Embryonic stem cell clinical trials
Embryonic Stem Cell Clinical Trial Suddenly Cancelled
In January of 2008, the FDA announced approval of the first human clinical trial using embryonic stem cells. GERON CORPORATION, the California company developing the therapy, practically promised that paralyzed patients would be dancing again within a year.
Despite the hype around Geron’s press releases announcing FDA approval of the first embryonic stem cell clinical trial, the clinical trial was a Phase I trial, designed only to determine the safety of using embryonic stem cells. Phase I clinical trials are not designed to show effectiveness. Geron chose to test their ES cells in recently paralyzed patients, patients who spontaneously improve 50% of the time anyway. Therefore, one would expect some of these patients to improve whether the ES cells had any benefit or not. After injecting ES cells in only 5 of the 8 planned patients, Geron suddenly cancelled the trial and stopped its entire embryonic stem cell research program. They claimed publicly that they did this for economic reasons.
The claims that the trial and program were stopped for economic reasons seems odd since the trial was funded by the CA Institute for Regenerative Medicine, and millions of tax payer dollars had already been given to Geron. Furthermore, Phase I safety trials only cost about $1 million dollars. It is possible that Geron realized that their plans to charge up to $500,000 for the embryonic stem cell therapy would not work in the marketplace. Who is going to pay $500,000 for tumor forming ES cell therapy when they could pay about $25,000 or less for safe and effective adult stem cell therapies?

## WHAT TO DO
Quote, word for word, the part of the passage on the cancelled Geron trial that opens with the words "The claims that" and closes with "stem cell therapies?".

## RECORDS SUPPLIED
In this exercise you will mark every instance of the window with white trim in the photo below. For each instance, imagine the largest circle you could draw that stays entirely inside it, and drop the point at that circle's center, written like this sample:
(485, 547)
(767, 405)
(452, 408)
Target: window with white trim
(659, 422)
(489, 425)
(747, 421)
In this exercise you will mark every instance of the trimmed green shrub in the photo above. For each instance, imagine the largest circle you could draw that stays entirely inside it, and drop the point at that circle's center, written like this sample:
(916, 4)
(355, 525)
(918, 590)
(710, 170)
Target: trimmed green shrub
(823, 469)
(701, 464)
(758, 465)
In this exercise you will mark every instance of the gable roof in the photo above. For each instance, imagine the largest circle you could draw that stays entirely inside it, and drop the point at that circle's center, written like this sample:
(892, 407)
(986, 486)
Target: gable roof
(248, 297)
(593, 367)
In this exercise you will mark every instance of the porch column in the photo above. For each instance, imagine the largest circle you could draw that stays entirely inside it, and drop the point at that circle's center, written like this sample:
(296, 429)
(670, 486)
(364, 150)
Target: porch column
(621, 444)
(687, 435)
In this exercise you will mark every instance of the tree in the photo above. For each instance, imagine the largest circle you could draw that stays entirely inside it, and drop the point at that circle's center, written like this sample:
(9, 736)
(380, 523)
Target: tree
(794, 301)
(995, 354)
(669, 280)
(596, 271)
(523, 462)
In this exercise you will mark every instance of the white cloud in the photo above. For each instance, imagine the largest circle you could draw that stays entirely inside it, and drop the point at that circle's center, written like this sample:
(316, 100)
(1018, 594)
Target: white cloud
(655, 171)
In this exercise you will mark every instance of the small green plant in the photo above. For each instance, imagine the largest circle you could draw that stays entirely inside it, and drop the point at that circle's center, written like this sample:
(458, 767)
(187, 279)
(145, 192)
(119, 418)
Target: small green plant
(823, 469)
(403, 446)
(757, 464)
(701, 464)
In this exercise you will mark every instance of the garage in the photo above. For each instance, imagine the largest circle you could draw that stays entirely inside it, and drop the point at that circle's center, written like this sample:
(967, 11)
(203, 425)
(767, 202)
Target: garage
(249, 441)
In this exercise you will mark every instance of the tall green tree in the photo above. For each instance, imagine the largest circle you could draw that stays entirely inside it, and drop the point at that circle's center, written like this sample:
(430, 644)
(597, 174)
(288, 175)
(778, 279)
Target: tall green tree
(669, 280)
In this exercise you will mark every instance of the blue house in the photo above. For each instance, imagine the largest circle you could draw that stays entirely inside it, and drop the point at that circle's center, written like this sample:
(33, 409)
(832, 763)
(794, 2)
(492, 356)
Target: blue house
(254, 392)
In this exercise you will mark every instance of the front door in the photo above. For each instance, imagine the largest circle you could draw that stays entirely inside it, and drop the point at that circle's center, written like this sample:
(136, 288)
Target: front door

## RESPONSE TO THE EXERCISE
The claims that the trial and program were stopped for economic reasons seems odd since the trial was funded by the CA Institute for Regenerative Medicine, and millions of tax payer dollars had already been given to Geron. Furthermore, Phase I safety trials only cost about $1 million dollars. It is possible that Geron realized that their plans to charge up to $500,000 for the embryonic stem cell therapy would not work in the marketplace. Who is going to pay $500,000 for tumor forming ES cell therapy when they could pay about $25,000 or less for safe and effective adult stem cell therapies?